__EXERCISE AIM__
Tally the lines in the entries where the string "below" appears, and write only the total.

__RECORDS__
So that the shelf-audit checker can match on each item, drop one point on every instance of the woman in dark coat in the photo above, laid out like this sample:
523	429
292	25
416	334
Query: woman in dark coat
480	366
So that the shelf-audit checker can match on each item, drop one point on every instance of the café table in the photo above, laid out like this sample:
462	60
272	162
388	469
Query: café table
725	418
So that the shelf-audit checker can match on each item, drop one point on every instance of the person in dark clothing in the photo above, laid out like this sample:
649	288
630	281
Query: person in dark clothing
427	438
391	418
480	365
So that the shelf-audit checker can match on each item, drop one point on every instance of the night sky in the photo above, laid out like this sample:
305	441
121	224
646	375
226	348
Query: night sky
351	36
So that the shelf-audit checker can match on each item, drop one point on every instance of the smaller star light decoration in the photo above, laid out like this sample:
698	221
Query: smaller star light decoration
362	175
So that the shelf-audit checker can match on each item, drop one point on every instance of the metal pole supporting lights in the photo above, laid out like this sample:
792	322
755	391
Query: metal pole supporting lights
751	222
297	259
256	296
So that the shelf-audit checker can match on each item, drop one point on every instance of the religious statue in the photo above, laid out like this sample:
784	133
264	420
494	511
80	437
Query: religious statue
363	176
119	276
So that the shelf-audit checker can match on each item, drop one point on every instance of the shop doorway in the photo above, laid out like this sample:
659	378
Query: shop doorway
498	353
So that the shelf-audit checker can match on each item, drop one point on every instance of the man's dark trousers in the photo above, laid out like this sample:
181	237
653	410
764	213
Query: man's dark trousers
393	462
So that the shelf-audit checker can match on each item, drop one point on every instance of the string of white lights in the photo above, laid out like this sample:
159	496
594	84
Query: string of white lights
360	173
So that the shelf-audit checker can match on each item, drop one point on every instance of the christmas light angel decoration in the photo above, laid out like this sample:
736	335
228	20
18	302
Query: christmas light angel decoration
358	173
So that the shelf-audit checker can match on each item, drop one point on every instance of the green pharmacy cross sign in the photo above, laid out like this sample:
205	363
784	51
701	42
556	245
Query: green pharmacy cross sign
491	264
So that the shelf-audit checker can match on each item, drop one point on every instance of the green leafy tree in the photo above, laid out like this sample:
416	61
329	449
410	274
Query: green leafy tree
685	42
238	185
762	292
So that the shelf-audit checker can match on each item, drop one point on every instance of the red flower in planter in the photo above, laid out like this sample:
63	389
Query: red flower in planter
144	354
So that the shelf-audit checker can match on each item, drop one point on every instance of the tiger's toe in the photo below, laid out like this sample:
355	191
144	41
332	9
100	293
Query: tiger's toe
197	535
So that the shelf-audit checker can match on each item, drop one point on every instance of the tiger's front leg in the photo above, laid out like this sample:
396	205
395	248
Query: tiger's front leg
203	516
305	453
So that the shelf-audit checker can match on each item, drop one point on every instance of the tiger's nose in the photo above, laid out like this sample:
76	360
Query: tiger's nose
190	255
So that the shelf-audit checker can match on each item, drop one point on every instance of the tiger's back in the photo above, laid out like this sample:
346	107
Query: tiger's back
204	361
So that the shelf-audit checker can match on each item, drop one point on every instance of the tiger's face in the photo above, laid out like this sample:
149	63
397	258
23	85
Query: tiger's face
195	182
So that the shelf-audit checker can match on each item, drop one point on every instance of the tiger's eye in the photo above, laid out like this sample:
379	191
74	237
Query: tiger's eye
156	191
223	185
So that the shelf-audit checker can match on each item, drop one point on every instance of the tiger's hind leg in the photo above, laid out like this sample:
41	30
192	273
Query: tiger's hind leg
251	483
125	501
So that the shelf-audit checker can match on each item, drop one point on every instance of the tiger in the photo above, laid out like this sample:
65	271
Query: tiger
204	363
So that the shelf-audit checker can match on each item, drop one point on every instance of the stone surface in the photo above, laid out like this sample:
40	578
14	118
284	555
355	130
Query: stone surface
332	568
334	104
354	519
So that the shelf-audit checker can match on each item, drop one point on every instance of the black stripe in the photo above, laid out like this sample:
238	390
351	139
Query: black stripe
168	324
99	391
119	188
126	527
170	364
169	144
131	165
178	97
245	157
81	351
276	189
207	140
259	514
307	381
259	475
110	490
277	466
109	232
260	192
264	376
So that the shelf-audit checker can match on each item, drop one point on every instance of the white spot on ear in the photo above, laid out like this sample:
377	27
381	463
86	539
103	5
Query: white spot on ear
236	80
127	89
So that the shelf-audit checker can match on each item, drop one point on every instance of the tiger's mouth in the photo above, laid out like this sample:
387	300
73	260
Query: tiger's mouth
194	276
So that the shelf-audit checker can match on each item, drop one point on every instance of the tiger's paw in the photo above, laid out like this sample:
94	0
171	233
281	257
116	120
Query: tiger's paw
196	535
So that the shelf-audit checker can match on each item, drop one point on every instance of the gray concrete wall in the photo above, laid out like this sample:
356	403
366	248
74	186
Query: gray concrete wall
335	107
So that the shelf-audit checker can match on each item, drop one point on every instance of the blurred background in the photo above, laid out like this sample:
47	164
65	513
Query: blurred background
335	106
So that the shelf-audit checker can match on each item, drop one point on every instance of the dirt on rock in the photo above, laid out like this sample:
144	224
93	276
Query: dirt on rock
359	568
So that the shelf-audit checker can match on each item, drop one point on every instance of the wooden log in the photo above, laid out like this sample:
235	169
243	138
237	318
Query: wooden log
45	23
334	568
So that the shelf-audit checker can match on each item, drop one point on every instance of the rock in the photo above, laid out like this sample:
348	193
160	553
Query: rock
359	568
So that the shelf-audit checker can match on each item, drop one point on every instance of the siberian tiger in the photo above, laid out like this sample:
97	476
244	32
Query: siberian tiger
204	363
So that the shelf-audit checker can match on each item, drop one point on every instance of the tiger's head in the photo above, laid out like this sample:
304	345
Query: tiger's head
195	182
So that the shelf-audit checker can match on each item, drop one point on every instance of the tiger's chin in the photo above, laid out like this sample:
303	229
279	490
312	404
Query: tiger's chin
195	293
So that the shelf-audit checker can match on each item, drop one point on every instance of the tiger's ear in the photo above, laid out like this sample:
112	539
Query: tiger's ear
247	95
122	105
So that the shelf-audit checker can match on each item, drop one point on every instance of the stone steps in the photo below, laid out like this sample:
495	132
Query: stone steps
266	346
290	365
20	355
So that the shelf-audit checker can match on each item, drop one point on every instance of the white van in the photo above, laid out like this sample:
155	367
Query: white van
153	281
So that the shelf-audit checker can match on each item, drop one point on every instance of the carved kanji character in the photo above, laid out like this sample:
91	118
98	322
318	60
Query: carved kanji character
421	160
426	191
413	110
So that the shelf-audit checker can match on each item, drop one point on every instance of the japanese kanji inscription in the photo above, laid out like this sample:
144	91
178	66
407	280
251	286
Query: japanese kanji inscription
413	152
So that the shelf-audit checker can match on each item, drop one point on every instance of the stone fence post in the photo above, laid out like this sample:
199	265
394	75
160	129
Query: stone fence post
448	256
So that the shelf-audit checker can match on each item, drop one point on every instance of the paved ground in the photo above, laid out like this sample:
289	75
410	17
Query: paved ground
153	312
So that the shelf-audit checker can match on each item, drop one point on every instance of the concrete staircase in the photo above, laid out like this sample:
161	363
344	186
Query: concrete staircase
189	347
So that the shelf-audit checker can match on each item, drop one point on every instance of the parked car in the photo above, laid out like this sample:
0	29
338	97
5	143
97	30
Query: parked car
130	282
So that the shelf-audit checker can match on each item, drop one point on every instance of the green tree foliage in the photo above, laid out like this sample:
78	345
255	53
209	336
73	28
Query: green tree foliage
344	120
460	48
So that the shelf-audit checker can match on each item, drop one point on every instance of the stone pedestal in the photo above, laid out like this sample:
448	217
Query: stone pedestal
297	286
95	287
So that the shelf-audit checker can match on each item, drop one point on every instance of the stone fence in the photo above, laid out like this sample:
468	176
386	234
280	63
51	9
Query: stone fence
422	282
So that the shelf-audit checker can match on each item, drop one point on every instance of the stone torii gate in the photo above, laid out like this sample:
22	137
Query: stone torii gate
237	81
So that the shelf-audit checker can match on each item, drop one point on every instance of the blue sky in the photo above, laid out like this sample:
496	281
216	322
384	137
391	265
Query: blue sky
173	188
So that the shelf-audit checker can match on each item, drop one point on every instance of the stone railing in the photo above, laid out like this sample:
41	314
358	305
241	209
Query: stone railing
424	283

__YOUR SOLUTION__
2